▶ **Your instructions**:
Each entry below is to be printed verbatim.

▶ **Dataset extract**:
* Start *

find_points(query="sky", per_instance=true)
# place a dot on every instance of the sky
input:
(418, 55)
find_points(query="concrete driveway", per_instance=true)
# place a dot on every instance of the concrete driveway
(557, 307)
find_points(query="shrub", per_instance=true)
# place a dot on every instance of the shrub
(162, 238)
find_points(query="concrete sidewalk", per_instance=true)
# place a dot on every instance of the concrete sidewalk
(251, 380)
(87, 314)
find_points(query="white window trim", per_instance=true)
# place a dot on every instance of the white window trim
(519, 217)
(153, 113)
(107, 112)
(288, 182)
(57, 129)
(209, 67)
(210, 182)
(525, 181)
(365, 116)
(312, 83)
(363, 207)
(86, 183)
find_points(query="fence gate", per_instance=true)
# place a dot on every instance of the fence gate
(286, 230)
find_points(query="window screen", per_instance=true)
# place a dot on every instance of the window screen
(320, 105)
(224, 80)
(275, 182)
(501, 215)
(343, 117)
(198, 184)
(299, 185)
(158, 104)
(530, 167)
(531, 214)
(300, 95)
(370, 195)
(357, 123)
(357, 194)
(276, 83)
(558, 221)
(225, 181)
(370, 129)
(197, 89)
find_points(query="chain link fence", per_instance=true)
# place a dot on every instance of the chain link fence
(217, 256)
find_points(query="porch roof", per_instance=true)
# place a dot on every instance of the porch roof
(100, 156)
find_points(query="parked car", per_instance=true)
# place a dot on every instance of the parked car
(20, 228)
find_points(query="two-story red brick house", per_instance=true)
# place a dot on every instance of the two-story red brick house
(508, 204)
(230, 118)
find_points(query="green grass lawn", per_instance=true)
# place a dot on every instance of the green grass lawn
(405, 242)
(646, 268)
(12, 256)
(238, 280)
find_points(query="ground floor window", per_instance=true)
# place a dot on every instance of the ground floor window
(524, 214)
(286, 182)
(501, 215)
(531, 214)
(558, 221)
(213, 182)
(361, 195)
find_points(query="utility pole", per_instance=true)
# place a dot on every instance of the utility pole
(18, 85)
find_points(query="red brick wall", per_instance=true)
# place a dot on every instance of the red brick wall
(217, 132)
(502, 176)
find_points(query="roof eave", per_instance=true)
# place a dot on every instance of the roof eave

* End *

▶ **Output below**:
find_points(query="sky", per_instance=true)
# place a dot on every instance of the sky
input:
(418, 55)
find_points(query="concrete driveway", per_instance=true)
# place a dot on every instance of the concrete driveway
(557, 307)
find_points(query="shrub", per_instance=true)
# place a dot on every instance of the shrub
(162, 238)
find_points(query="concrete sidewalk", per_instance=true)
# place a dot on every instance of the concrete sidewalk
(251, 380)
(87, 314)
find_points(query="white window trim", per_instance=true)
# place a dot on every instance of the white window trim
(519, 217)
(153, 113)
(107, 112)
(288, 182)
(57, 129)
(209, 67)
(210, 182)
(525, 181)
(365, 116)
(312, 83)
(363, 207)
(86, 183)
find_points(query="fence gate", per_instance=true)
# place a dot on every instance of the fence gate
(286, 230)
find_points(query="window screen", per_instance=true)
# place a dot on every instance of the window screen
(320, 105)
(224, 80)
(275, 182)
(501, 215)
(343, 117)
(198, 184)
(299, 185)
(158, 104)
(530, 167)
(531, 214)
(300, 95)
(370, 195)
(357, 123)
(357, 194)
(276, 83)
(558, 221)
(225, 181)
(370, 129)
(197, 89)
find_points(query="chain link fence", per_instance=true)
# place a dot on every instance of the chain link fence
(217, 256)
find_points(query="porch roof", per_instance=true)
# place a dot on every instance of the porch roof
(100, 156)
find_points(query="parked car", per_instance=true)
# place a dot on every instance of the parked car
(20, 228)
find_points(query="two-story red brick house", per_instance=true)
# place a dot on every instance of the two-story red brick house
(508, 204)
(230, 118)
find_points(query="green grass lawn", per_instance=true)
# place a dot on every instance of the green grass lawn
(405, 242)
(646, 268)
(12, 256)
(238, 280)
find_points(query="ground floor window", per_instance=true)
# place a dot on every instance of the ground floor window
(524, 214)
(286, 182)
(501, 215)
(531, 214)
(558, 221)
(213, 182)
(361, 195)
find_points(query="utility pole", per_instance=true)
# place a dot on every instance of the utility pole
(18, 85)
find_points(query="red brick wall", per_instance=true)
# place a dot on every instance of the red brick wall
(217, 132)
(502, 176)
find_points(query="roof eave", per_instance=true)
# place a dot on every instance of the roof eave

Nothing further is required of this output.